__Consignes__
- a) Dans l'article sur la motion de soutien, quels sont les noms des deux modérateurs de la conférence-débat ?
- b) Poursuivez l'article sur la motion de soutien après sa dernière phrase.

Une conférence-débat entre signataires et non signataires de la récente motion au président de la République a viré au procès du système en place vendredi dernier; L’argumentaire de Fame Ndongo et ses co-signataires a suscité le tollé de l’assistance à l’amphi 700 du campus de Ngoa-Ekellé.
Motion de soutien: Paul Biya conspué à l’université
Une conférence-débat organisée sur la question vendredi dernier à Ngoa-Ekellé a tourné au procès contre le régime en place.
Il faut certainement remonté à des temps lointains dans les annales de l’université de Yaoundé I pour retrouver une telle affluence à l’amphithéâtre 700. Etudiants, journalistes, universitaires, hommes politiques, c’est une véritable faune humaine qui pris d’assaut cet espace académique vendredi dernier dès 14h. A telle enseigne que 15 minutes après le début de la conférence-débat vers 15h, les nombreux retardataires seront réduits à la station debout, faute de places assises.
Avant le début des «hostilités», les deux modérateurs, Innocent Futcha et Morine Ebanga-Tany, tous deux enseignants d’université, briseront le chahut des pronostics qui a littéralement gagné l’amphi. Le recteur Oumarou Bouba se pourlèchera pratiquement les babines, fier d’accueillir ces agapes intellectuelles. Alain Fogué Tedom, le directeur du centre d’études stratégiques pour la promotion de la paix et du développement, organisateur de l’évènement, en rajoutera une louche.
Claude Abé, enseignant à l’université catholique, est appelé à porter la première estocade contre les non signataires. Le sociologue déroule des arguments qui emportent l’adhésion de l’assistance. En témoignent le tonnerre d’applaudissements qui sanctionne son propos. Puis arrive Owona Nguini. Le débit paresseux de cet universitaire très médiatique se transforme rapidement en harangue au point où à la fin, l’enseignant entre dans une totale osmose avec le public. Surtout lorsqu’il scande que «le temps de pharaon est terminé».
Mais avant d’entrer dans le vif sujet, Owona Nguini remettra en cause l’ordonnancement des interventions, pour le moins suspect. Ainsi, Xavier Messè ne prendra la parole qu’après le passage de Joseph Vincent Ntuda Ebodé et Jacques Fame Ndongo. Sentant la température montée, le ministre de l’Enseignement supérieur tombe la veste, arrachant les youyous de la foule. Dans sa communication, il puise dans la culture gréco-romaine pour porter la réplique aux non signataires. Il cite une foultitude d’intellectuels français qui ont pris par le passé position pour tel ou tel champion. Il qualifie la motion de «genre littéraire», de technique de communication et de preuve d’engagement politique. L’éloquence et l’érudition du ministre ne le placent pas pour autant en tête à l’applaudimètre. Vincent Ntuda Ebodé monte au créneau, à son tour. Il «tombe le masque» en insinuant un «calcul politique» derrière la motion des universitaires. Le public marque son dédain devant cette posture. Xavier Messè, qui argumente sur la «manipulation» heurte de front Jacques Fame Ndongo lorsqu’il évoque ces intellectuels qui déclarent qu’ils sont «des esclaves et des créatures de Paul Biya».

__Données fournies__
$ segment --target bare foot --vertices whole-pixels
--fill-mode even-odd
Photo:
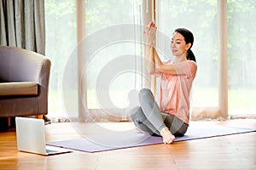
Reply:
[[[168,128],[162,128],[160,134],[163,137],[164,144],[172,144],[175,139],[175,136],[171,133]]]

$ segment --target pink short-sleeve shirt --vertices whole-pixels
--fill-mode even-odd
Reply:
[[[172,64],[171,60],[166,65]],[[177,71],[183,75],[160,75],[160,107],[161,111],[172,114],[189,124],[189,94],[197,65],[195,61],[186,60],[173,65]]]

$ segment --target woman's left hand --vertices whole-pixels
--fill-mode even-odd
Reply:
[[[157,27],[153,21],[151,21],[143,31],[143,37],[144,37],[146,45],[149,45],[149,46],[154,45],[156,30]]]

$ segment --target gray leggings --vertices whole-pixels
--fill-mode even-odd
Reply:
[[[137,128],[160,135],[160,130],[167,127],[174,136],[184,135],[189,125],[172,114],[161,112],[149,89],[140,90],[139,101],[141,106],[131,111],[131,118]]]

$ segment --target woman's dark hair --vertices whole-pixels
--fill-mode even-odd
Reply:
[[[194,53],[191,50],[191,48],[192,48],[193,42],[194,42],[194,36],[193,36],[192,32],[185,28],[177,28],[174,31],[174,32],[180,33],[184,37],[186,44],[191,43],[189,49],[188,49],[187,60],[196,62]]]

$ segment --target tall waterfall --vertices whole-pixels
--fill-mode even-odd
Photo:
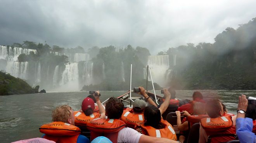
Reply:
[[[149,56],[148,65],[150,68],[154,82],[162,87],[166,86],[168,81],[166,79],[165,73],[169,67],[169,56]],[[145,77],[146,78],[146,75],[144,75]]]
[[[125,68],[124,67],[124,63],[122,61],[121,64],[121,72],[122,73],[122,80],[123,82],[125,82]]]
[[[9,49],[7,49],[9,48]],[[6,46],[0,46],[0,59],[5,59],[8,61],[17,61],[18,57],[22,54],[29,54],[30,52],[33,52],[37,54],[37,51],[34,49],[23,49],[21,48],[10,47],[7,48]]]
[[[58,75],[59,74],[59,65],[56,66],[54,69],[54,73],[53,84],[54,87],[55,87],[59,85],[59,78]]]
[[[92,83],[92,69],[93,63],[91,61],[85,62],[83,72],[85,73],[82,76],[83,80],[84,81],[85,85],[88,85]]]
[[[27,72],[28,67],[28,63],[18,61],[8,61],[6,71],[11,75],[16,77],[27,79]]]
[[[106,78],[106,75],[105,74],[105,64],[103,63],[102,65],[102,75],[103,77],[103,79]]]
[[[176,65],[176,57],[177,56],[176,54],[173,55],[173,66]]]
[[[41,64],[39,62],[38,63],[37,72],[36,82],[39,83],[41,82]]]

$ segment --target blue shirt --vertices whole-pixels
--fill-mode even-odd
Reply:
[[[43,136],[45,135],[45,134],[43,134],[43,136],[42,136],[42,138],[43,138]],[[76,140],[76,143],[89,143],[90,142],[90,140],[89,140],[87,137],[81,134],[78,136],[78,137],[77,138],[77,140]]]
[[[241,143],[256,143],[256,135],[253,133],[253,119],[238,118],[235,120],[237,134]]]

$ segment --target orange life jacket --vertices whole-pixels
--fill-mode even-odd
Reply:
[[[177,136],[171,125],[166,120],[162,120],[161,122],[165,126],[164,128],[161,129],[156,129],[150,126],[145,126],[144,123],[137,124],[135,126],[135,128],[140,128],[142,134],[176,141]]]
[[[232,113],[224,113],[224,114],[223,114],[223,116],[235,116],[235,115],[234,115]]]
[[[91,140],[99,136],[108,138],[113,143],[117,143],[118,132],[126,124],[118,119],[96,118],[87,123],[87,129],[91,131]]]
[[[194,124],[200,122],[201,119],[205,117],[209,117],[208,115],[191,115],[187,117],[187,120],[189,121],[190,124],[190,126],[192,126]]]
[[[164,100],[165,100],[165,99],[162,99],[162,100],[163,102],[164,102]],[[174,99],[170,99],[170,103],[169,104],[169,105],[177,105],[178,106],[179,103],[180,103],[180,101],[179,101],[179,100],[178,100],[177,99],[175,98]]]
[[[133,108],[131,108],[131,107],[126,107],[124,109],[124,111],[128,111],[131,112],[131,113],[133,113]]]
[[[253,132],[256,134],[256,120],[253,121]]]
[[[127,124],[128,127],[134,129],[136,124],[144,122],[144,115],[143,113],[137,114],[124,110],[121,120]]]
[[[84,113],[79,111],[74,112],[75,118],[75,125],[79,126],[86,126],[87,122],[92,119],[100,117],[100,114],[96,113],[93,113],[89,116],[87,116]]]
[[[78,127],[62,122],[54,122],[43,125],[40,132],[45,134],[43,138],[56,143],[76,143],[81,133]]]
[[[200,123],[208,136],[208,142],[223,143],[237,139],[231,116],[203,118]]]

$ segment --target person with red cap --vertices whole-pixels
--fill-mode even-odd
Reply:
[[[195,102],[199,102],[203,103],[205,103],[205,101],[203,100],[202,95],[201,92],[199,91],[194,92],[192,95],[193,100],[190,102],[190,103],[182,105],[178,108],[178,111],[180,112],[183,111],[187,111],[190,114],[194,113],[193,111],[193,105]]]
[[[106,117],[105,109],[100,100],[99,92],[96,91],[94,96],[100,114],[93,112],[95,109],[94,101],[91,98],[86,97],[82,102],[81,109],[74,112],[76,126],[86,126],[87,122],[94,118],[100,117],[104,119]]]

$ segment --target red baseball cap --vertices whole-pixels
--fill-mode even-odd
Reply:
[[[82,102],[82,110],[83,111],[87,110],[88,108],[91,108],[93,110],[95,108],[94,101],[92,99],[89,97],[85,98]]]

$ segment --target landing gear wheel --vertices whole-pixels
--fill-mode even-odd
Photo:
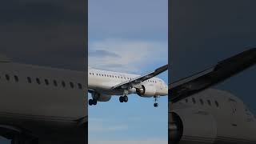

__Réponses attendues__
- a) Innocent Futcha et Morine Ebanga-Tany.

- b)
Owona Nguini-Fame Ndongo
Le visage buriné, le ministre demande une motion d’ordre. Il rappelle que le débat porte sur un objet scientifique et non sur un sujet. «Nous avons aussi des arguments pour donner des coups sous la ceinture», déclame-t-il. Dans l’élan de rejet systématique des arguments des signataires des motions de soutien, les exposés de Mabou Mabou et Rachel Bidja Ava sont noyés par le brouhaha ambiant. «Elle a donné la honte à la chèvre», hurle un étudiant. Un autre de dégainer: «espèce d’intellectuel du ventre». Jusqu’à la phase des questions et observations du public, la foule en délire s’acharnera à conspuer tout argument allant dans le sens du bilan du chef de l’Etat sortant ou de sa longévité au pouvoir. D’aucuns iront jusqu’à comparer le ministre Fame Ndongo à Charles Blé Goudé [leader des Jeunes Patriotes pro-Gbagbo], compte tenu de son obsession à défendre Paul Biya.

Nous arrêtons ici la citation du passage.